Input records.
========================

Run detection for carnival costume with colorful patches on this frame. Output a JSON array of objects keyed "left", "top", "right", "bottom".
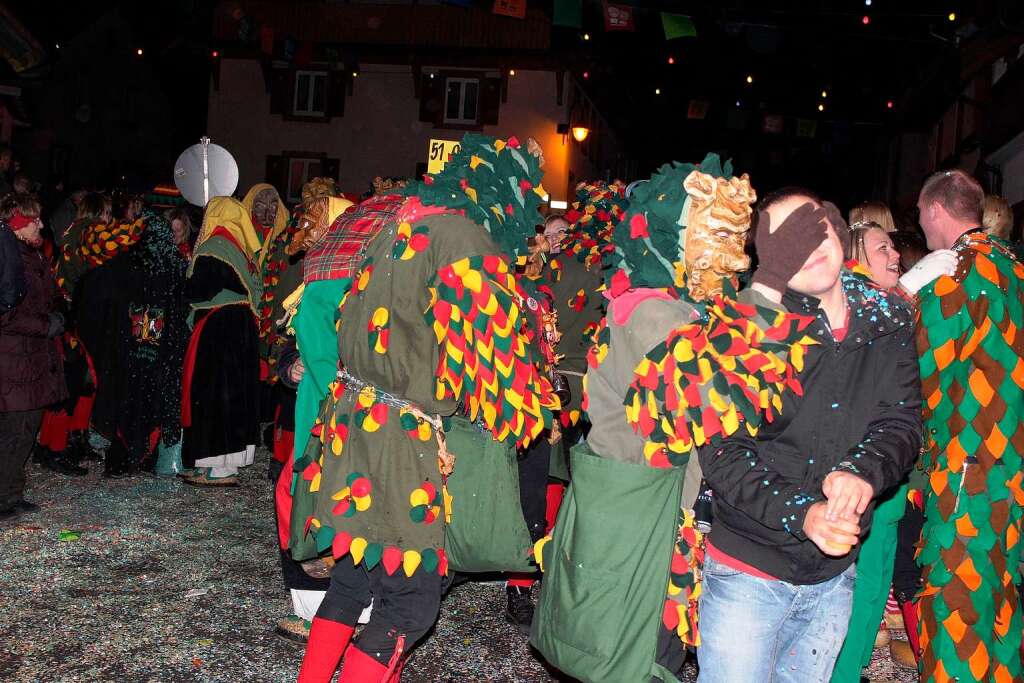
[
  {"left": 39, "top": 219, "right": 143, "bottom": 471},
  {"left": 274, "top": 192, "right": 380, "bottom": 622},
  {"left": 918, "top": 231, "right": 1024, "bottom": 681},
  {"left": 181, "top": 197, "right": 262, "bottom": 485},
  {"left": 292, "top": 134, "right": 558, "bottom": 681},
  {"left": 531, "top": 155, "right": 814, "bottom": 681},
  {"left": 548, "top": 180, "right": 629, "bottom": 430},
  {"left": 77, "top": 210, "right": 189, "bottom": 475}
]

========================

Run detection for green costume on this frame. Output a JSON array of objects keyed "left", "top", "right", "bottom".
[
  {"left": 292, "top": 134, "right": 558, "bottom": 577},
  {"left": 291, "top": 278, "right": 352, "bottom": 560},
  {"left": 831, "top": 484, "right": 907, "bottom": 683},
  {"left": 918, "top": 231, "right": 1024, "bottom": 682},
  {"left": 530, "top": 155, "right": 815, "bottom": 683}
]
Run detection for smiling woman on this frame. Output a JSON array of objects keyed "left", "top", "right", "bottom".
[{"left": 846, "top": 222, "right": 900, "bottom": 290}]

========================

Written exercise.
Select and copy every line in the records above that contains the string "detection". Matching is case-sensitive.

Exercise output.
Run detection for carnival costume with colorful patches on this frame. Output a JSON array of objects keyed "left", "top", "right", "bottom".
Run detection for green costume on this frame. Output a JSON array of objects keyed "left", "top", "right", "bottom".
Run detection for smiling woman on this frame. Output a JSON array of objects keyed "left", "top", "right", "bottom".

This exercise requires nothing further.